Warnings have been made about the growing teacher recruitment crisis in England after a snapshot poll found that around half of secondary headteachers have vacancies in the core subjects.
The survey by the Association of School and College Leaders (ASCL) found that 44 per cent report vacancies in English, 52 per cent in maths and 50 per cent in science.
ASCL says that the “complexity of the training system and lack of clarity over the array of routes into the profession has put off enthusiastic candidates”.
It warns that the situation will worsen because of other factors, including high university tuition fees causing a fall in graduates and the increasing numbers of secondary-aged children, meaning more teachers are needed.
ASCL has now published its own “route map” into teaching in a bid to clarify the training options for would-be teachers. It has also published a 10-point action plan for government and the profession.

— WHAT THIS TASK INVOLVES —
Set down the part of the teacher recruitment text that begins at "ASCL says that" and stops after "teachers are needed.".

[Stored entries]
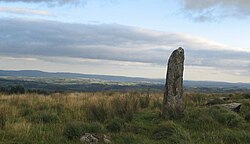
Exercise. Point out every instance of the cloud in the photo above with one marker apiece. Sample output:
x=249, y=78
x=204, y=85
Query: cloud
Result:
x=50, y=40
x=16, y=10
x=207, y=10
x=49, y=2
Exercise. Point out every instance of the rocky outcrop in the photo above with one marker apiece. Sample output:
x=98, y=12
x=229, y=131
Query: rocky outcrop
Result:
x=172, y=101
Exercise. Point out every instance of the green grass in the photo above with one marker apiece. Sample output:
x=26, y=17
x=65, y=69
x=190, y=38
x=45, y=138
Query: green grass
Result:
x=127, y=118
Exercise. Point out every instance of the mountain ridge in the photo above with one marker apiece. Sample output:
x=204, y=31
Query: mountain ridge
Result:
x=42, y=74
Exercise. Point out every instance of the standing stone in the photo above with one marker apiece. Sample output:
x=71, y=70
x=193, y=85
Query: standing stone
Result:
x=172, y=101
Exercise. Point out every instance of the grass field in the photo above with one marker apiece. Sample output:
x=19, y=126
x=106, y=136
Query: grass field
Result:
x=127, y=118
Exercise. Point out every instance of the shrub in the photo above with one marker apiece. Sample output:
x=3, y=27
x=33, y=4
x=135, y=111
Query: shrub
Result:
x=115, y=125
x=97, y=110
x=171, y=133
x=225, y=116
x=76, y=129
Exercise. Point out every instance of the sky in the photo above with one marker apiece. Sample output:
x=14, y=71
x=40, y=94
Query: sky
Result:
x=127, y=37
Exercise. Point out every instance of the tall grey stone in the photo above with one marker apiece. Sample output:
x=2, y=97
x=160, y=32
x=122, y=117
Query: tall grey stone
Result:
x=172, y=101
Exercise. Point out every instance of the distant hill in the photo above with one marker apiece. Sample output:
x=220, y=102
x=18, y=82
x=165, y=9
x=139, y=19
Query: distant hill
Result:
x=121, y=79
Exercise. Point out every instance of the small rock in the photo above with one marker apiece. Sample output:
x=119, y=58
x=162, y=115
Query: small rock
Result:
x=94, y=139
x=89, y=139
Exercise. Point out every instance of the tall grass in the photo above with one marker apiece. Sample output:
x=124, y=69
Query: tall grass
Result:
x=127, y=117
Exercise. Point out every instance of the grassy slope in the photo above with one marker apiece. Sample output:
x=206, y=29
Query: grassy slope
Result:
x=126, y=117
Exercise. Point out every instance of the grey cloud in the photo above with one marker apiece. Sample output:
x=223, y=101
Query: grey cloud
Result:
x=203, y=10
x=49, y=2
x=23, y=38
x=16, y=10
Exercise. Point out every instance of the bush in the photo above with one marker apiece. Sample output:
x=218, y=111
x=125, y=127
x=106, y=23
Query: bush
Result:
x=171, y=133
x=115, y=125
x=225, y=116
x=76, y=129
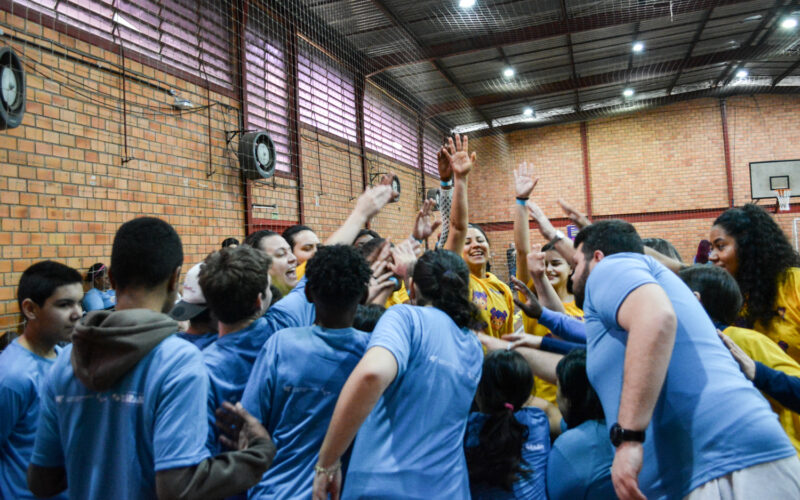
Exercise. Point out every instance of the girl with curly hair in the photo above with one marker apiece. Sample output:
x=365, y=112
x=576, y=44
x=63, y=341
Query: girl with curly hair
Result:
x=751, y=246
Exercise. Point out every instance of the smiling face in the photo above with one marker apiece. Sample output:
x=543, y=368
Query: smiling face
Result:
x=305, y=245
x=723, y=250
x=476, y=249
x=557, y=269
x=282, y=272
x=56, y=318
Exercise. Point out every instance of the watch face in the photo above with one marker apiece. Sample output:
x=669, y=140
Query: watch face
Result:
x=262, y=154
x=10, y=87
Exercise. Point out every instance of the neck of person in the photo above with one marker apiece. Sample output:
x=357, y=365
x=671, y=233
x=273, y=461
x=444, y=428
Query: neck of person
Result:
x=335, y=318
x=228, y=328
x=32, y=341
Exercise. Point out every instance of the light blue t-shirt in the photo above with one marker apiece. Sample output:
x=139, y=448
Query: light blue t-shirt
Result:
x=229, y=361
x=200, y=341
x=579, y=465
x=534, y=456
x=21, y=375
x=293, y=390
x=113, y=442
x=411, y=445
x=709, y=420
x=97, y=299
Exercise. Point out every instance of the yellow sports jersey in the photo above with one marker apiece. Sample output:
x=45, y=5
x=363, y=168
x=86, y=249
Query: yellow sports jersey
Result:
x=544, y=389
x=398, y=297
x=495, y=303
x=765, y=351
x=301, y=270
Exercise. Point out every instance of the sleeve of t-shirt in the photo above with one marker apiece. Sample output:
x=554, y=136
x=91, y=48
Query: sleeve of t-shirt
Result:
x=181, y=422
x=394, y=333
x=563, y=325
x=257, y=396
x=563, y=483
x=47, y=451
x=610, y=284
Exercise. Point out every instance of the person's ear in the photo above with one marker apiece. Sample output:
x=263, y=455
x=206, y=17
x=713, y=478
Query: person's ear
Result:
x=174, y=279
x=30, y=309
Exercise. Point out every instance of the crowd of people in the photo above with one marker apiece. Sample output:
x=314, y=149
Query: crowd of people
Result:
x=356, y=367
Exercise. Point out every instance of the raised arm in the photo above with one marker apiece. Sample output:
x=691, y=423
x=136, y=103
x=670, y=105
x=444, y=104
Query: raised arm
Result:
x=524, y=183
x=368, y=205
x=648, y=317
x=461, y=162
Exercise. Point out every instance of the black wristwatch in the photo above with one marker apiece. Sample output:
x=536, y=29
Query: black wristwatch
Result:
x=619, y=435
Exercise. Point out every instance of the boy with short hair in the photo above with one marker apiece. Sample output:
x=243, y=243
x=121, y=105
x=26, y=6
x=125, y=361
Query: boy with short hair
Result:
x=49, y=297
x=122, y=410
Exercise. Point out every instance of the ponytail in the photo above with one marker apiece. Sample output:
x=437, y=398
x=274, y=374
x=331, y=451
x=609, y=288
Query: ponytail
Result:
x=443, y=280
x=505, y=385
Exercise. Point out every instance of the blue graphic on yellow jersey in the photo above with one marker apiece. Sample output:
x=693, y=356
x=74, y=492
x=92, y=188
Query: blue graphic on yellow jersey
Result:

— EXERCISE RESULT —
ASCL says that the “complexity of the training system and lack of clarity over the array of routes into the profession has put off enthusiastic candidates”.
It warns that the situation will worsen because of other factors, including high university tuition fees causing a fall in graduates and the increasing numbers of secondary-aged children, meaning more teachers are needed.